SOURCE:
Re: [OMPI users] Latencies of atomic operations on high-performance networks

Nathan Hjelm via users Thu, 09 May 2019 06:03:26 -0700

I will try to take a look at it today.

-Nathan


> On May 9, 2019, at 12:37 AM, Joseph Schuchart via users 
> <users@lists.open-mpi.org> wrote:
> 
> Nathan,
> 
> Over the last couple of weeks I made some more interesting observations 
> regarding the latencies of accumulate operations on both Aries and InfiniBand 
> systems:
> 
> 1) There seems to be a significant difference between 64bit and 32bit 
> operations: on Aries, the average latency for compare-exchange on 64bit 
> values takes about 1.8us while on 32bit values it's at 3.9us, a factor of 
> >2x. On the IB cluster, all of fetch-and-op, compare-exchange, and accumulate 
> show a similar difference between 32 and 64bit. There are no differences 
> between 32bit and 64bit puts and gets on these systems.
> 
> 2) On both systems, the latency for a single-value atomic load using 
> MPI_Fetch_and_op + MPI_NO_OP is 2x that of MPI_Fetch_and_op + MPI_SUM on 
> 64bit values, roughly matching the latency of 32bit compare-exchange 
> operations.

SUPPLIED MATERIAL:
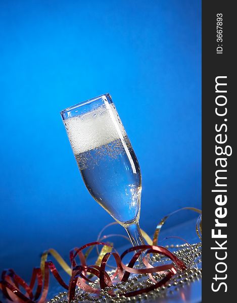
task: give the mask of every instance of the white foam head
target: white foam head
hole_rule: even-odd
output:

EXERCISE REQUIREMENTS:
**1.** Answer these from the forum thread on atomic operation latencies:
(a) What average latency does the thread give for a 64bit compare-exchange on Aries?
(b) Which two operations show no difference between 32bit and 64bit on these systems?
(c) Which MPI call and operation pairing is used for a single-value atomic load?
**2.** List the operations that the forum thread on atomic operation latencies says show a difference between 32bit and 64bit on the IB cluster.
**3.** Continue the forum thread on atomic operation latencies from its last line.

EXPECTED RESULTS:
**1.**
(a) About 1.8us.
(b) Puts and gets.
(c) MPI_Fetch_and_op with MPI_NO_OP.

**2.** fetch-and-op, compare-exchange, accumulate

**3.**
> 
> All measurements were done using Open MPI 3.1.2 with 
> OMPI_MCA_osc_rdma_acc_single_intrinsic=true. Is that behavior expected as 
> well?
> 
> Thanks,
> Joseph
> 
> 
> On 11/6/18 6:13 PM, Nathan Hjelm via users wrote:
>> All of this is completely expected. Due to the requirements of the standard 
>> it is difficult to make use of network atomics even for MPI_Compare_and_swap 
>> (MPI_Accumulate and MPI_Get_accumulate spoil the party). If you want 
>> MPI_Fetch_and_op to be fast set this MCA parameter:
>> osc_rdma_acc_single_intrinsic=true
>> Shared lock is slower than an exclusive lock because there is an extra lock 
>> step as part of the accumulate (it isn't needed if there is an exclusive 
>> lock). When setting the above parameter you are telling the implementation 
>> that you will only be using a single count and we can optimize that with the 
>> hardware. The RMA working group is working on an info key that will 
>> essentially do the same thing.
>> Note the above parameter won't help you with IB if you are using UCX unless 
>> you set this (master only right now):
>> btl_uct_transports=dc_mlx5
>> btl=self,vader,uct
>> osc=^ucx
>> Though there may be a way to get osc/ucx to enable the same sort of 
>> optimization. I don't know.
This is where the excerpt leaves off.